*Kutipan Sumber*

□ □ □ □ □

![]() |
Ilustrasi oleh: Alya OBS |
Sabtu siang itu Tugiri
tidak menderes nira pohon Aren. Pekerjaan sehari-harinya tersebut tidak
dilakukan karena istri dari pria penganut Islam Aboge ini baru meninggal tiga hari
sebelumnya.
Dalam suasana duka,
kepada LPM OBSESI Tugiri yang merupakan salah satu tokoh Islam Aboge membagikan
kemasygulannya seputar amalan Islam Aboge yang semakin ditinggalkan generasi
muda di lingkungannya. Padahal, masyarakat Desa Karang Bawang, Ajibarang, masih
kental menerapkan tradisi Islam Alif Rebo
Wage (Aboge).
Bagaimanapun,
tradisi Islam Aboge yang mempunyai keunikan dalam perhitungan kalender atau
penanggalan Jawa banyak digunakan oleh masyarakat Banyumas, Jawa Tengah, terutama
di daerah Ajibarang, untuk menentukan hari, tanggal, bulan, dan tahun Jawa.
Dari menentukan hari baik untuk bepergian, bercocok tanam, hajatan seperti
pernikahan, sunatan, sampai upacara-upacara keagamaan dihitung menggunakan
penanggalan Jawa khas Aboge. Kalender Jawa biasanya disebut dengan kalender
Kurup (asal kata Arab).
“Nama-nama
tahun penanggalan Jawa dalam Aboge berawalan huruf Arab, yakni alip, ehe, jimawal,
je, dal, be, wawu, jimakir. Alif itu sebutan tahun pertama dari satu windu
tahun dalam kalender Jawa,” papar Tugiri (14/11).
Diakui Tugiri, kini komunitas
Islam Aboge kebanyakan berada di desa-desa terpencil di Banyumas. Ia pun merasa
sangat bertanggung jawab untuk melestarikan tradisi beserta ritual-ritual Aboge
yang sudah turun-temurun mengakar lewat laku kejawen.
Dua Aboge
Menurut ayah dari 5
anak ini Aboge terbagi menjadi dua, yaitu Aboge Putihan dan Aboge Abangan. Aboge
putihan tetap menjalankan syariat atau kewajiban dalam Islam seperti salat,
puasa, zakat, dan haji, namun tidak meninggalkan tradisi Islam kejawen. Sementara
Aboge abangan tidak menjalankan segala bentuk kewajiban syariat Islam. Aboge
abangan hanya menjalankan peribadatan atau ritual kejawen.

□ □ □ □ □

*Data Sumber*

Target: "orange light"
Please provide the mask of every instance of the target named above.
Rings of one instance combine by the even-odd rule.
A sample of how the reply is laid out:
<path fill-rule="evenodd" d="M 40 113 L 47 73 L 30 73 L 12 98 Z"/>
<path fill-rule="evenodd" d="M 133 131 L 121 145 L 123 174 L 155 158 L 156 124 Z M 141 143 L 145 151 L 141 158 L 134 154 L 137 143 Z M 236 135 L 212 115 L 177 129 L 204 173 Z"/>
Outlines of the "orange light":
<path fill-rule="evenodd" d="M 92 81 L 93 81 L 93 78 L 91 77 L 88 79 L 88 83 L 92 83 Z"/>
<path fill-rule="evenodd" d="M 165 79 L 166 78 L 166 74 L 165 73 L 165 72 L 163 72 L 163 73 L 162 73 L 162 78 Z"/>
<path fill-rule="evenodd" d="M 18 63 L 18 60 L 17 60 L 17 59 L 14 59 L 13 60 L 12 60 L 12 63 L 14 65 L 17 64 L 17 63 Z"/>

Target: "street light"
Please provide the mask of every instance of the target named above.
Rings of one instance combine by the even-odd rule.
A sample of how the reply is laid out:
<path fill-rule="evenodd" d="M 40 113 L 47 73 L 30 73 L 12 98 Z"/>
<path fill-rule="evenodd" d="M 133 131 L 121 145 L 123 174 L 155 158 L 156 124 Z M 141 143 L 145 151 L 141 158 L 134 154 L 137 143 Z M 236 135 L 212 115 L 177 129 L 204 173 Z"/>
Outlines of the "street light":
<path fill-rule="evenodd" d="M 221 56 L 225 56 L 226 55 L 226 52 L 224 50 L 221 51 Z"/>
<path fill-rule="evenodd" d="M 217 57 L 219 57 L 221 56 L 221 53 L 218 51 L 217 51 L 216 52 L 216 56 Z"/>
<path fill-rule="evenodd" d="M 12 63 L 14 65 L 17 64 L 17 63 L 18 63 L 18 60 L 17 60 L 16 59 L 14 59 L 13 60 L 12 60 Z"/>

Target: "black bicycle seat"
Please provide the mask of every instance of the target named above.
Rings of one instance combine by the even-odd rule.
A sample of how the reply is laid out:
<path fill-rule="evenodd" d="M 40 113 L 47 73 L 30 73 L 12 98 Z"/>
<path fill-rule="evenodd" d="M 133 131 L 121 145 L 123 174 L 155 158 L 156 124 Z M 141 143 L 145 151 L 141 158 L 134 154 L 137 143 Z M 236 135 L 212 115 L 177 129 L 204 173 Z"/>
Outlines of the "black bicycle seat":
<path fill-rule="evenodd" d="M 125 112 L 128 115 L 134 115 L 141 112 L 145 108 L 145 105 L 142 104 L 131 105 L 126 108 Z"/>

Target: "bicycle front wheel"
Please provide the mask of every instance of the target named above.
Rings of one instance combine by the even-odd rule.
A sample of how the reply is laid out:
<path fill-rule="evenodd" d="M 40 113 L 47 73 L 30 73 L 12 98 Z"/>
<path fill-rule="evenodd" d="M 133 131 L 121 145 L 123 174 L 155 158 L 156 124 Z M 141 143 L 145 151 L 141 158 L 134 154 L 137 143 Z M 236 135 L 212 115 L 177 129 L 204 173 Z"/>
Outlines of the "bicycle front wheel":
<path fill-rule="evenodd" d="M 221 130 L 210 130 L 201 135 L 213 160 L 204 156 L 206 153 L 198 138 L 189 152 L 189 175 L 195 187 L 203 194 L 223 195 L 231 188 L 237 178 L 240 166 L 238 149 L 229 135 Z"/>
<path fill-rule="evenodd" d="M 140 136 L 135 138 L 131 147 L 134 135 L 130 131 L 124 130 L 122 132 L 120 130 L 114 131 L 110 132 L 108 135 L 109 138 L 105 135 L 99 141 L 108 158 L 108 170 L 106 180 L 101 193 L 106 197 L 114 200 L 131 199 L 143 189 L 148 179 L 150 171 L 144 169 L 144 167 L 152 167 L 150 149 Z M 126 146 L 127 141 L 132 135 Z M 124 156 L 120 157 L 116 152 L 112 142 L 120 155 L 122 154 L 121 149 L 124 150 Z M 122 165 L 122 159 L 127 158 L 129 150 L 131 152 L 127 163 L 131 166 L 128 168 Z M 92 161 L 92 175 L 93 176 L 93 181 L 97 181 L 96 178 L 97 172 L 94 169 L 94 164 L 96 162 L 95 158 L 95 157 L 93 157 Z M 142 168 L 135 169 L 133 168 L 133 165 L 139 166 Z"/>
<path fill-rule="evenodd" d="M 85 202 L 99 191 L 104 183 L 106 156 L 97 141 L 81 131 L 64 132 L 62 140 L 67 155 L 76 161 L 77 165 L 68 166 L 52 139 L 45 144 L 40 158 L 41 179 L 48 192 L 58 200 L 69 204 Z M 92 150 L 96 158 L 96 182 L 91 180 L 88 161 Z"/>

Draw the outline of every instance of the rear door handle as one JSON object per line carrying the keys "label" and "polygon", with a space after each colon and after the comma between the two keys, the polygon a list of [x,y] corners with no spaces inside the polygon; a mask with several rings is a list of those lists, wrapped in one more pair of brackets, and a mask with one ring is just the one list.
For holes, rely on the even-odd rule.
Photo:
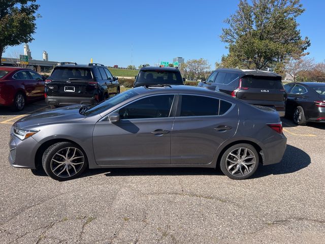
{"label": "rear door handle", "polygon": [[228,131],[228,130],[230,130],[232,127],[231,126],[219,126],[218,127],[216,127],[214,128],[217,131]]}
{"label": "rear door handle", "polygon": [[152,135],[154,135],[155,136],[162,136],[162,135],[165,135],[165,134],[168,134],[170,132],[170,131],[158,129],[152,131],[151,134]]}

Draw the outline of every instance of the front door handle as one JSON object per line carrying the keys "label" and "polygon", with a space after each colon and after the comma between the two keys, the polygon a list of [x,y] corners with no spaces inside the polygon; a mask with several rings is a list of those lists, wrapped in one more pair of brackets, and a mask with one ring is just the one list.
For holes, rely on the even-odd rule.
{"label": "front door handle", "polygon": [[232,129],[231,126],[219,126],[218,127],[216,127],[214,128],[217,131],[228,131],[228,130],[230,130]]}
{"label": "front door handle", "polygon": [[170,132],[170,131],[169,131],[158,129],[152,131],[151,134],[152,135],[154,135],[155,136],[162,136],[162,135],[165,135],[165,134],[168,134]]}

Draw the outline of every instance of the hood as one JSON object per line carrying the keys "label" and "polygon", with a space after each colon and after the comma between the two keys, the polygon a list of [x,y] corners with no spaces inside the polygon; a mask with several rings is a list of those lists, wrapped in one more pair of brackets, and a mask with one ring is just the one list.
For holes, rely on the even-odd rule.
{"label": "hood", "polygon": [[53,123],[57,124],[83,119],[86,117],[79,113],[81,107],[82,105],[74,105],[34,113],[21,118],[13,126],[23,129]]}

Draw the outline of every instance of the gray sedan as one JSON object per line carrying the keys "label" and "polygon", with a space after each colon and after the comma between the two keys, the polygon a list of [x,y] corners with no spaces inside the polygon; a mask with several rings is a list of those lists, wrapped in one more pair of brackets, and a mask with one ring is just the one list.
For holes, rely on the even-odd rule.
{"label": "gray sedan", "polygon": [[279,162],[286,145],[276,111],[188,86],[141,86],[96,105],[32,114],[11,129],[13,167],[58,180],[87,168],[219,166],[245,179]]}

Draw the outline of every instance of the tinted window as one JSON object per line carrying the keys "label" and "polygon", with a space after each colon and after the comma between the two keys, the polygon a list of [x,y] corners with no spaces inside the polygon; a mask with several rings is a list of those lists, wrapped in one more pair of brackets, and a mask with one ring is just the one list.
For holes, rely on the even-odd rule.
{"label": "tinted window", "polygon": [[43,79],[42,78],[42,76],[41,76],[38,74],[37,74],[35,72],[33,72],[32,71],[29,71],[29,74],[31,76],[31,78],[33,80],[43,80]]}
{"label": "tinted window", "polygon": [[8,71],[6,71],[5,70],[0,70],[0,79],[5,76],[8,73]]}
{"label": "tinted window", "polygon": [[287,93],[289,93],[290,90],[292,89],[292,88],[295,86],[295,84],[287,84],[286,85],[284,85],[284,89],[285,92]]}
{"label": "tinted window", "polygon": [[91,116],[98,114],[138,95],[132,89],[126,90],[100,103],[91,105],[84,115]]}
{"label": "tinted window", "polygon": [[90,70],[82,68],[64,68],[60,67],[54,69],[51,74],[51,78],[53,79],[68,80],[76,79],[81,80],[89,80],[92,79]]}
{"label": "tinted window", "polygon": [[216,83],[217,84],[224,84],[224,78],[225,78],[226,74],[226,73],[218,72],[218,75],[217,75],[217,78],[214,81],[215,83]]}
{"label": "tinted window", "polygon": [[107,75],[107,77],[108,77],[108,79],[109,80],[112,80],[113,79],[113,76],[112,75],[112,74],[111,74],[111,72],[110,72],[107,69],[104,69],[104,70],[105,71],[105,73],[106,73],[106,75]]}
{"label": "tinted window", "polygon": [[106,75],[106,73],[105,73],[105,71],[102,68],[100,68],[99,69],[100,72],[101,72],[101,75],[102,75],[102,77],[103,77],[103,80],[107,79],[107,76]]}
{"label": "tinted window", "polygon": [[325,85],[313,87],[313,89],[320,95],[325,95]]}
{"label": "tinted window", "polygon": [[29,80],[30,79],[27,71],[20,71],[14,75],[13,77],[17,80]]}
{"label": "tinted window", "polygon": [[142,71],[139,73],[137,82],[154,84],[183,84],[179,72],[166,71]]}
{"label": "tinted window", "polygon": [[281,79],[267,77],[244,77],[242,78],[242,87],[264,89],[283,89]]}
{"label": "tinted window", "polygon": [[207,82],[213,83],[214,82],[214,79],[215,78],[217,74],[218,74],[217,72],[213,72],[212,74],[210,75],[210,76],[209,76]]}
{"label": "tinted window", "polygon": [[302,94],[307,92],[306,88],[302,85],[296,85],[290,93],[291,94]]}
{"label": "tinted window", "polygon": [[182,96],[181,116],[217,115],[219,99],[200,96]]}
{"label": "tinted window", "polygon": [[154,96],[143,98],[120,109],[121,119],[169,117],[174,95]]}
{"label": "tinted window", "polygon": [[225,113],[232,107],[232,104],[228,102],[223,100],[220,100],[220,108],[219,110],[219,115],[221,115]]}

□ □ □ □ □

*Latihan Singkat A*
Menurut kutipan tentang Islam Aboge, pekerjaan sehari-hari apa yang tidak dilakukan Tugiri pada Sabtu siang itu?
*Latihan Singkat B*
Perbarui catatan dengan mengganti "orange light" menjadi "amber light". Tulis ulang hanya baris-baris catatan mulai dari baris pertamanya sampai baris yang memuat "L 17 60 L 17", termasuk kedua baris itu, tanpa perubahan lain.
Kutipan tentang Islam Aboge dan catatan di sini tidak saling berkaitan.

*Jawaban Lengkap A*
Menderes nira pohon aren.

*Jawaban Lengkap B*
Target: "amber light"
Please provide the mask of every instance of the target named above.
Rings of one instance combine by the even-odd rule.
A sample of how the reply is laid out:
<path fill-rule="evenodd" d="M 40 113 L 47 73 L 30 73 L 12 98 Z"/>
<path fill-rule="evenodd" d="M 133 131 L 121 145 L 123 174 L 155 158 L 156 124 Z M 141 143 L 145 151 L 141 158 L 134 154 L 137 143 Z M 236 135 L 212 115 L 177 129 L 204 173 Z"/>
Outlines of the "amber light":
<path fill-rule="evenodd" d="M 92 81 L 93 81 L 93 78 L 91 77 L 88 79 L 88 83 L 92 83 Z"/>
<path fill-rule="evenodd" d="M 165 79 L 166 78 L 166 74 L 165 73 L 165 72 L 163 72 L 163 73 L 162 73 L 162 78 Z"/>
<path fill-rule="evenodd" d="M 18 63 L 18 60 L 17 60 L 17 59 L 14 59 L 13 60 L 12 60 L 12 63 L 14 65 L 17 64 L 17 63 Z"/>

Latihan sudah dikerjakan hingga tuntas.